--- Record set Enclosed Below ---
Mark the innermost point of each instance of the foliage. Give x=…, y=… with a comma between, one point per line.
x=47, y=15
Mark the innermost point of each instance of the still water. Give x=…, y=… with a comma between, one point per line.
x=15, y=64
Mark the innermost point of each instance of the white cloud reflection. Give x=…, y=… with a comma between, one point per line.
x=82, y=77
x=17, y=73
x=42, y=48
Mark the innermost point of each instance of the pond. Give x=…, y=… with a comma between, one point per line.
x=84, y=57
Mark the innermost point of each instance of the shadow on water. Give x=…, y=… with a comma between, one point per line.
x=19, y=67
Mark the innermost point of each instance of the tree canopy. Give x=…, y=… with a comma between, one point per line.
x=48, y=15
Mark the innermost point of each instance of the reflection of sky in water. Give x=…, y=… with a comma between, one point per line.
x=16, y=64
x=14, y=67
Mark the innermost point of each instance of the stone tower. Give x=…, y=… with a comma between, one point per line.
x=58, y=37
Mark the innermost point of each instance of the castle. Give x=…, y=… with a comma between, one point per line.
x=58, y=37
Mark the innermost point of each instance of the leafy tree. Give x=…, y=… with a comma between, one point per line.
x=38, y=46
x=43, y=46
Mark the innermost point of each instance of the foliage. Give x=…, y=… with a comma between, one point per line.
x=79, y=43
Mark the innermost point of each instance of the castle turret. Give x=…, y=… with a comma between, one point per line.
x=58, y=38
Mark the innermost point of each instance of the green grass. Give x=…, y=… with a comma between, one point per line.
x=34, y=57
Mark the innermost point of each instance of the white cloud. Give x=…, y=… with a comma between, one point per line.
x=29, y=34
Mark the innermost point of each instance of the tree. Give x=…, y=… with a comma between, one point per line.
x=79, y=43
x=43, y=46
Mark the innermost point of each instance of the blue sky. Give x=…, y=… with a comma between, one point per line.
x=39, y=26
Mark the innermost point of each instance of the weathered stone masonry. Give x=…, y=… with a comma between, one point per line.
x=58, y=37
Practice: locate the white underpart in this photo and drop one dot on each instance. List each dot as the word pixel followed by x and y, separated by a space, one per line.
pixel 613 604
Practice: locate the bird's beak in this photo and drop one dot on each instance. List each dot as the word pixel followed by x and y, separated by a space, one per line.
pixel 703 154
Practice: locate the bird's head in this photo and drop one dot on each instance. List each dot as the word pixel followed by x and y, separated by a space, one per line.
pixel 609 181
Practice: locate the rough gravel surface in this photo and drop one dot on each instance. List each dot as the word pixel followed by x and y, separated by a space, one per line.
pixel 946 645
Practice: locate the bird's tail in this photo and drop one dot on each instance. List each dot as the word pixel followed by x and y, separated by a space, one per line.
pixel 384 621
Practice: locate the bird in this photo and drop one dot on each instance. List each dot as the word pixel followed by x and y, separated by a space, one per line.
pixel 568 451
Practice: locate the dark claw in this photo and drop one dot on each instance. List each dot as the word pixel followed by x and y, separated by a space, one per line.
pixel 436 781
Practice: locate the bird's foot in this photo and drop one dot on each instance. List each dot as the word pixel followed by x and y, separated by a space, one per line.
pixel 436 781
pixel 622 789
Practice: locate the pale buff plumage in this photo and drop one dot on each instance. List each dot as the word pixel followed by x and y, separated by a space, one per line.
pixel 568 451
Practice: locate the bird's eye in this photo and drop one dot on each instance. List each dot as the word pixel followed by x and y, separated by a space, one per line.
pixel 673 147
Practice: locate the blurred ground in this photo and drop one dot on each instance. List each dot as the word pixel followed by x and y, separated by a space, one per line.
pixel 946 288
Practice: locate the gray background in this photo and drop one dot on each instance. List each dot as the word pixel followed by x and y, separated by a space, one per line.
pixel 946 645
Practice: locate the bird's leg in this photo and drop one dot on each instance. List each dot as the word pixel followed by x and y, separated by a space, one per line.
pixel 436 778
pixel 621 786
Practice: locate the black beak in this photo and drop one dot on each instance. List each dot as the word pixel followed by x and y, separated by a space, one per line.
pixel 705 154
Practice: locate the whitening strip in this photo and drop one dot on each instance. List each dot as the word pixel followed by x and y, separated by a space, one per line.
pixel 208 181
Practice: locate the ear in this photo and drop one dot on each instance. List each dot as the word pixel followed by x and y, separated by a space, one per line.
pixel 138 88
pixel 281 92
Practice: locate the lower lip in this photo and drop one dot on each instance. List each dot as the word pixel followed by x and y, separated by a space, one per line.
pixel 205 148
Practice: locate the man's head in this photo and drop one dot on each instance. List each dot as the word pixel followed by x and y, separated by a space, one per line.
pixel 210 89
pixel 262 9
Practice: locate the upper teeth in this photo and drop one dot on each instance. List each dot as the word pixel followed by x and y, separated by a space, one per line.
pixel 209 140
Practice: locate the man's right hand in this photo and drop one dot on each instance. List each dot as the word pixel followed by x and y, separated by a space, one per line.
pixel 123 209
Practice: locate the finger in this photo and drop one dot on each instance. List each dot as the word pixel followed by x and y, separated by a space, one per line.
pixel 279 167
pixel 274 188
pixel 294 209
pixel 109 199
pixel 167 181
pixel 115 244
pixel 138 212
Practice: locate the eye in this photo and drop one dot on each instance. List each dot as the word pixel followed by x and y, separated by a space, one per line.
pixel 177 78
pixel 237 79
--- End of Enclosed Record set ---
## Work instructions
Reproduce the whole of the records exactly, so that no line differs from the source above.

## Result of the task
Mark the innermost point of each instance of the foliage. Give x=…, y=… with a comma between, one point per line.
x=47, y=15
Mark the innermost point of each instance of the still water. Give x=…, y=… with a comma between, one point per line.
x=15, y=64
Mark the innermost point of each instance of the white cloud reflection. Give x=…, y=… with a comma between, one point per line.
x=82, y=77
x=17, y=73
x=42, y=48
Mark the innermost point of each instance of the pond. Give x=…, y=… with a comma between, one point per line.
x=84, y=57
Mark the innermost point of each instance of the shadow on water. Give x=…, y=… with a comma between, one point per line.
x=19, y=67
Mark the innermost point of each instance of the tree canopy. Give x=…, y=… with a comma between, one point per line.
x=48, y=15
Mark the innermost point of each instance of the reflection of sky in water. Give x=…, y=… with a comma between, one point per line.
x=16, y=64
x=14, y=67
Mark the innermost point of each instance of the stone tower. Give x=…, y=… with a comma between, one point per line.
x=58, y=37
Mark the innermost point of each instance of the castle. Give x=…, y=… with a comma between, one point per line.
x=58, y=37
Mark the innermost point of each instance of the leafy tree. Give x=…, y=… with a comma between, one point per line.
x=38, y=46
x=43, y=46
Mark the innermost point of each instance of the foliage. Give x=…, y=… with a comma between, one point per line.
x=79, y=43
Mark the innermost point of each instance of the castle turret. Give x=…, y=… with a comma between, one point per line.
x=58, y=38
Mark the innermost point of each instance of the green grass. Give x=…, y=… with a comma between, one point per line.
x=34, y=57
Mark the innermost point of each instance of the white cloud. Give x=…, y=… with a comma between, one point per line.
x=29, y=34
Mark the innermost point of each instance of the tree. Give x=…, y=… with a comma between, one point per line.
x=79, y=43
x=43, y=46
Mark the innermost point of each instance of the blue sky. Give x=…, y=… with a comma between, one point per line.
x=39, y=26
Mark the innermost point of each instance of the weathered stone masonry. Give x=…, y=… with a comma between, one point per line.
x=58, y=37
Practice: locate the white underpart in this photo and drop one dot on each instance. List each dot as the word pixel followed by x and y, separated by a space, one per line.
pixel 613 604
Practice: locate the bird's beak in this photo and drop one dot on each instance. List each dot as the word pixel followed by x and y, separated by a space, one per line.
pixel 703 154
Practice: locate the bird's head in this photo and drop one dot on each instance. List each dot as the word pixel followed by x and y, separated by a space, one per line.
pixel 609 181
Practice: locate the rough gravel surface in this photo and drop one dot on each instance. List each dot as the word pixel followed by x and y, separated by a space, one per line.
pixel 946 645
Practice: locate the bird's tail in this photo and drop one dot on each instance. List each dot as the word pixel followed by x and y, separated by a space, one per line.
pixel 384 621
Practice: locate the bird in this photo and drop one dot on each instance. List each dot as the word pixel followed by x and y, separated by a space, one per line.
pixel 568 451
Practice: locate the dark claw in this photo and drop one dot on each instance. List each dot as the word pixel followed by x and y, separated by a space, one per line.
pixel 436 781
Practice: locate the bird's foot in this photo and drop one dot on each instance. List each dot as the word pixel followed by x and y, separated by a space, one per line.
pixel 436 781
pixel 622 789
Practice: locate the pale buff plumage in this photo and drop one dot on each instance. List each dot as the word pixel followed by x and y, separated by a space, one per line.
pixel 568 451
Practice: locate the bird's eye in this photo and drop one dot on each instance. List each dot as the word pixel followed by x and y, separated by a space, one per line.
pixel 673 147
Practice: locate the blurred ground in this photo and drop one dot on each instance. List each dot as the word pixel followed by x and y, separated by a space, one per line.
pixel 946 288
Practice: locate the gray background in this photo and drop one dot on each instance. List each dot as the word pixel followed by x and y, separated by a space, one per line.
pixel 946 645
Practice: locate the bird's leg in this photo and drop one dot on each instance. List each dot as the word pixel followed by x and y, separated by a space, one per line.
pixel 436 778
pixel 621 786
Practice: locate the black beak in this photo and drop one dot on each instance. List each dot as the word pixel followed by x and y, separated by a space, one per line.
pixel 705 154
Practice: locate the whitening strip in this photo and drop one dot on each instance. List each dot as the word pixel followed by x and y, separated by a space, one per line.
pixel 208 181
Practice: locate the ear in this photo and drop one dot on each instance. List each dot as the word pixel followed by x and y, separated by a space, one per line.
pixel 138 88
pixel 281 92
Practice: locate the lower lip in this photo and drop one dot on each instance. List each dot as the word pixel followed by x and y, separated by a space, one per line.
pixel 205 148
Practice: locate the man's head in this photo and drop one dot on each instance. List each dot as the word pixel followed by x and y, separated by a space, one per line.
pixel 210 89
pixel 262 9
Practice: locate the upper teeth in this photo and drop one dot on each instance. List each dot as the word pixel followed by x and y, separated by a space, one per line.
pixel 209 140
Practice: locate the man's right hand in this photo and drop one dot on each instance. List each dot as the word pixel followed by x and y, separated by a space, one per line.
pixel 123 209
Practice: locate the finger in this photo and drop one dot on each instance. List each dot as the word pixel followed by x and y, separated by a space, one per line.
pixel 279 167
pixel 274 188
pixel 294 209
pixel 109 199
pixel 167 181
pixel 115 244
pixel 138 212
Practice: locate the eye in this photo and drop one dot on each instance. List each dot as the word pixel followed by x and y, separated by a space, one per line.
pixel 177 78
pixel 237 79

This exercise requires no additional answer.